▶ **Instructions for the task**
Go through the entries below. Copy out every line that contains "dark".

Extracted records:
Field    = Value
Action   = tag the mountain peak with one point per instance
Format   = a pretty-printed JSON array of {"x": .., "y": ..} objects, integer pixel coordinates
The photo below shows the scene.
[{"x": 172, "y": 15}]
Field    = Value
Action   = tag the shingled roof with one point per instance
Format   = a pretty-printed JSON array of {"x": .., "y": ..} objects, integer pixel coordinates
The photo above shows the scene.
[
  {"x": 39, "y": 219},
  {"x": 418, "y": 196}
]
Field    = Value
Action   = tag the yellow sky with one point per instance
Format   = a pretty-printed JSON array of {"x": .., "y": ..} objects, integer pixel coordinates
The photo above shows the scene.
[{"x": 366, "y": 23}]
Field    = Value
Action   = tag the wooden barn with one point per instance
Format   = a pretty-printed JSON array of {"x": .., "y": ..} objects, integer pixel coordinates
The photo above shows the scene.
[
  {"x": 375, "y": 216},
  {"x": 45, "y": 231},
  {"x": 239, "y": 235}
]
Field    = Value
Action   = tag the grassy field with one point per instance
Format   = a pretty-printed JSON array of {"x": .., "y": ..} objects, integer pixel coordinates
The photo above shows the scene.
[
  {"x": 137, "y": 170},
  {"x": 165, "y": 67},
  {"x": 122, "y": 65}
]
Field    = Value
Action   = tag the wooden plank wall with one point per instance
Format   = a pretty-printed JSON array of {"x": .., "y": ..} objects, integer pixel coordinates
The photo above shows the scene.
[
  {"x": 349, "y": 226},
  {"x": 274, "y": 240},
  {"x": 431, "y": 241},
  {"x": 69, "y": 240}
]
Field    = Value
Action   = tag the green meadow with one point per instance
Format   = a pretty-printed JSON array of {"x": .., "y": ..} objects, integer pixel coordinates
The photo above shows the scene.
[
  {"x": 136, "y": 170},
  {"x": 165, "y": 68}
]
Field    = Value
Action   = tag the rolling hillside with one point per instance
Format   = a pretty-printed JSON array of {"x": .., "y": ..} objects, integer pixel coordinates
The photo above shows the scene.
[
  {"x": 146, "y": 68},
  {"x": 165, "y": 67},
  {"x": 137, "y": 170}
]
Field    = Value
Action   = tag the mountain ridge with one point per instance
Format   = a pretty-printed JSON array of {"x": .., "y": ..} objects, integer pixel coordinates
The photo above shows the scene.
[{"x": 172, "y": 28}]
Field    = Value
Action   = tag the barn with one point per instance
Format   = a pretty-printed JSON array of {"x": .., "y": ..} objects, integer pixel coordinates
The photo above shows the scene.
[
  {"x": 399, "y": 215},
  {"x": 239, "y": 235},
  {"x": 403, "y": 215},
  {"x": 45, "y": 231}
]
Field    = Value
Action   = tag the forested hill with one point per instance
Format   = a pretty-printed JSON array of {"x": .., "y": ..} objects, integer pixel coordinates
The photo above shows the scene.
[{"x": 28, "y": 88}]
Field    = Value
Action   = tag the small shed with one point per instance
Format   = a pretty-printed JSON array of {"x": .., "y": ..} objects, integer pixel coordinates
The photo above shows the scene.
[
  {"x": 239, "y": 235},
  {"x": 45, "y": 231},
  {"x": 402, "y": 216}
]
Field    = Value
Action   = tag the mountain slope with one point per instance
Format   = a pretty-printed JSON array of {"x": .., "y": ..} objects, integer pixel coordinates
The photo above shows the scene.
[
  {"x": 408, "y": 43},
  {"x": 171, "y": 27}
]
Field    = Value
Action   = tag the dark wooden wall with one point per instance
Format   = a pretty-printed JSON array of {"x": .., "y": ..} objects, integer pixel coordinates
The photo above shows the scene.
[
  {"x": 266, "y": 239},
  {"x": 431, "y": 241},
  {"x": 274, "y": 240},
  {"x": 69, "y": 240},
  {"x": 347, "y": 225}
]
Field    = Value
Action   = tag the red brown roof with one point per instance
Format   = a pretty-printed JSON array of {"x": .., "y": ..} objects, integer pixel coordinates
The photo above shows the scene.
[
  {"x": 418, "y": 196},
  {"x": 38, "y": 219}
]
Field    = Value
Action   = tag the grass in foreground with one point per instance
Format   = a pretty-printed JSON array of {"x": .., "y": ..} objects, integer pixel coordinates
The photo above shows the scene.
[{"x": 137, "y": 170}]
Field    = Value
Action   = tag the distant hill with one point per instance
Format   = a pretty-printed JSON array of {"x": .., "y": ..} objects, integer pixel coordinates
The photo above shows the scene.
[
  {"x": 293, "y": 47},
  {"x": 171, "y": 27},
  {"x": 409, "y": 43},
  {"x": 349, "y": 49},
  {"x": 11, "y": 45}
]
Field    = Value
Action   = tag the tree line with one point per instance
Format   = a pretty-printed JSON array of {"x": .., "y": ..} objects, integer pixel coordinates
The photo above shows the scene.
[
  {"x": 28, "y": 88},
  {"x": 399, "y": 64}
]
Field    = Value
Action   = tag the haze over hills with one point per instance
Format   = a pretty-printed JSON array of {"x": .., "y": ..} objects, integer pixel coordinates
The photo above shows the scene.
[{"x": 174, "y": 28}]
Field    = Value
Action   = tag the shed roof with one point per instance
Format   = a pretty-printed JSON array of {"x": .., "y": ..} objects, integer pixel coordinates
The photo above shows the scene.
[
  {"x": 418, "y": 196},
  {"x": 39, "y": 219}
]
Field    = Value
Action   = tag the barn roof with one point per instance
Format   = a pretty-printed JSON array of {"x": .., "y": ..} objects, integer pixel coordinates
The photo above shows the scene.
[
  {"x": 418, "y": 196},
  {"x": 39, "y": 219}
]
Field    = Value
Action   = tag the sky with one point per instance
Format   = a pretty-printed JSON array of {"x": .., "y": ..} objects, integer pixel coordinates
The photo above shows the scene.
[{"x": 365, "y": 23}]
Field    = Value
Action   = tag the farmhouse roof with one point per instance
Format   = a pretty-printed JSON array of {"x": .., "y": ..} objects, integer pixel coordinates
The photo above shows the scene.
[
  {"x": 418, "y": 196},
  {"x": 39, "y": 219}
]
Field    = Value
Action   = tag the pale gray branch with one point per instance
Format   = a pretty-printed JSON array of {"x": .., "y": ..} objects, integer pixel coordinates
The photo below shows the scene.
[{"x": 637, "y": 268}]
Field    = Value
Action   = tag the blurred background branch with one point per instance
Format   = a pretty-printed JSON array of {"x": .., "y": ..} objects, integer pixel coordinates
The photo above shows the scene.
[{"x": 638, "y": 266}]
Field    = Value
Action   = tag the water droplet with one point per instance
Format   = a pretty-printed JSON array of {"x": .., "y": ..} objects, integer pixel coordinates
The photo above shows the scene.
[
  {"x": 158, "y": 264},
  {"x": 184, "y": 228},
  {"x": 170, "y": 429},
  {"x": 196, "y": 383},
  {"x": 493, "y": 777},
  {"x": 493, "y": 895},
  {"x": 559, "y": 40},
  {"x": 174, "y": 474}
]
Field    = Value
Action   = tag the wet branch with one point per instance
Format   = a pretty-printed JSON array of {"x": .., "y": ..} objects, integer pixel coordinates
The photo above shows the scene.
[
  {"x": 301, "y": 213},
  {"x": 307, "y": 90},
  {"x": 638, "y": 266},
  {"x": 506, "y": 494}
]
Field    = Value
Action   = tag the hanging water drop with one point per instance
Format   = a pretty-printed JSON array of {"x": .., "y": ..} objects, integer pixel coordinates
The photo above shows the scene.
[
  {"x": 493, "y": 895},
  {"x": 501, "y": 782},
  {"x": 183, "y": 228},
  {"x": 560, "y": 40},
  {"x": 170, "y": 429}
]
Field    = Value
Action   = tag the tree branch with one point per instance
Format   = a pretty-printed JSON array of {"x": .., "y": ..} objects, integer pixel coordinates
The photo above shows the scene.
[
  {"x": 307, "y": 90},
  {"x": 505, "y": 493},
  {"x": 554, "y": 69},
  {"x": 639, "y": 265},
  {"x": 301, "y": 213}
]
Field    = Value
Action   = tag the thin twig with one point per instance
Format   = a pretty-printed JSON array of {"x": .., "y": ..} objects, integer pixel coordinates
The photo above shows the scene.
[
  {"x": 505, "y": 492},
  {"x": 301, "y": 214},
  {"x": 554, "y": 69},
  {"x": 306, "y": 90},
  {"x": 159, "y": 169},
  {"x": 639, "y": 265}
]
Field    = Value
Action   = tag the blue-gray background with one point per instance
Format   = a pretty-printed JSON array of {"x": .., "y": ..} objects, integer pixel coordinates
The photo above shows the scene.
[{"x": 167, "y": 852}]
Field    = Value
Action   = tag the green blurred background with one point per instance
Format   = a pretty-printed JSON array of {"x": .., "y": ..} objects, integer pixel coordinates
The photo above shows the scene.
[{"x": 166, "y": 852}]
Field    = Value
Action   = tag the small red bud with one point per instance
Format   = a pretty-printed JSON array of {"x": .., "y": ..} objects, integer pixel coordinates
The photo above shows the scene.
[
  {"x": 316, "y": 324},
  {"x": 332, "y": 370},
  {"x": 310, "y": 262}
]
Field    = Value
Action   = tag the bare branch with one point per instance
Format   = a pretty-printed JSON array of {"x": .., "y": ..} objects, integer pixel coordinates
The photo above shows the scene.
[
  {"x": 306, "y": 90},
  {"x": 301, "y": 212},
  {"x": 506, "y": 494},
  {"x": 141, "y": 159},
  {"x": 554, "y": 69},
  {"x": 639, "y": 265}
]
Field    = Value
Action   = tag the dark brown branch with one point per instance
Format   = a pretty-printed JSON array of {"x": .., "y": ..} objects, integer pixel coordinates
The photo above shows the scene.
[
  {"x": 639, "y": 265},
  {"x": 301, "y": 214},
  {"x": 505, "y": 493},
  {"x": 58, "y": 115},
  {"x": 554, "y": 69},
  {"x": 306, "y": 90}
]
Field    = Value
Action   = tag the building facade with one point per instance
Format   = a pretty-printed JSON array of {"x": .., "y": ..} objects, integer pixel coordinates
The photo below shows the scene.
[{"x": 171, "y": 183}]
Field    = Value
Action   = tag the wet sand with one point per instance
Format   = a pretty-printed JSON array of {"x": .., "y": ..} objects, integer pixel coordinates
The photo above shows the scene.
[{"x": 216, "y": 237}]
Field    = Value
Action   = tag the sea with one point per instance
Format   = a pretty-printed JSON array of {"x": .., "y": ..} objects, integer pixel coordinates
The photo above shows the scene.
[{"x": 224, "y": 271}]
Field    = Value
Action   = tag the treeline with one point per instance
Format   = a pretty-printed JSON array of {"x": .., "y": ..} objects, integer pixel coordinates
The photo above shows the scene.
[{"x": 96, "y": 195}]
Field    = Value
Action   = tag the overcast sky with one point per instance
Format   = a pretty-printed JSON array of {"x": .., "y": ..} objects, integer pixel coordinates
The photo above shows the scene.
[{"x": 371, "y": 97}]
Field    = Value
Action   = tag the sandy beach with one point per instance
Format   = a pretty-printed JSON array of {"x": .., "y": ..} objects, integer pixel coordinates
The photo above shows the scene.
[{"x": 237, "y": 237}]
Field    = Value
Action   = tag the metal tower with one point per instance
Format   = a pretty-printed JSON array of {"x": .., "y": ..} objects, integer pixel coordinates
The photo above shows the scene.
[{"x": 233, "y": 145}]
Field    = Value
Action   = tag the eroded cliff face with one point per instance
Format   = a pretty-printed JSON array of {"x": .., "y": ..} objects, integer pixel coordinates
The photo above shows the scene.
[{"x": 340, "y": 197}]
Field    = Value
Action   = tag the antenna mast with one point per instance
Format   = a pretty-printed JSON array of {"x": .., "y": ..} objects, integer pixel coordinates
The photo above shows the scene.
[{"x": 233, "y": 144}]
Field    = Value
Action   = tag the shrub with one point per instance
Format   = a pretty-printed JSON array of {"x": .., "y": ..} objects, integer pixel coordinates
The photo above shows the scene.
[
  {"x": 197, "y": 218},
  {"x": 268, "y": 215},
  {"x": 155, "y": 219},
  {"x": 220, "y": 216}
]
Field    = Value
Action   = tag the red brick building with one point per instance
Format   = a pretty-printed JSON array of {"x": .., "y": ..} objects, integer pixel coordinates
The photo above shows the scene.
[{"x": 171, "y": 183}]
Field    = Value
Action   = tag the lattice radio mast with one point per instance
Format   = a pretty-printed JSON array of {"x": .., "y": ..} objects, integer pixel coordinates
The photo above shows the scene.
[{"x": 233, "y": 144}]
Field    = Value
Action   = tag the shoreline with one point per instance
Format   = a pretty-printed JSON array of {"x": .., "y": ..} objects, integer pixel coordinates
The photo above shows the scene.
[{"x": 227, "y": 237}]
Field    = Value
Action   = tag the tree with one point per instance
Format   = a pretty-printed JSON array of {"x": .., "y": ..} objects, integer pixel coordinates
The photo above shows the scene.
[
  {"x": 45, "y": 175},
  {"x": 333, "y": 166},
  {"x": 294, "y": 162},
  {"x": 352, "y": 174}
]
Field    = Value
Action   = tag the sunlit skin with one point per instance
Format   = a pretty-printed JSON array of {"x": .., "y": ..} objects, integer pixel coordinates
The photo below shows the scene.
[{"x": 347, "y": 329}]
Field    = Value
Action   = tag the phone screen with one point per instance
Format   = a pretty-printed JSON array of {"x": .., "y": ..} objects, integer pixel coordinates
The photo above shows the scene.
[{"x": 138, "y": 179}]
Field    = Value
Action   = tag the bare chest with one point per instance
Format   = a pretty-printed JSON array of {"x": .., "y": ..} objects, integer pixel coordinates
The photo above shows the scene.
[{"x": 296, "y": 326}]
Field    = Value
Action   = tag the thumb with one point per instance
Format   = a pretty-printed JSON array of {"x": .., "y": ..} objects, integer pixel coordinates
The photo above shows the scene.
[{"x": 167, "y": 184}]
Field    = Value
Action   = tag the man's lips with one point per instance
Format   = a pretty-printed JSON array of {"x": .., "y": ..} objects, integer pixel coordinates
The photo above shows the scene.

▶ **Task response**
Action   = tag the dark wooden wall with one point per instance
Action   = tag the dark brown branch with one point per instance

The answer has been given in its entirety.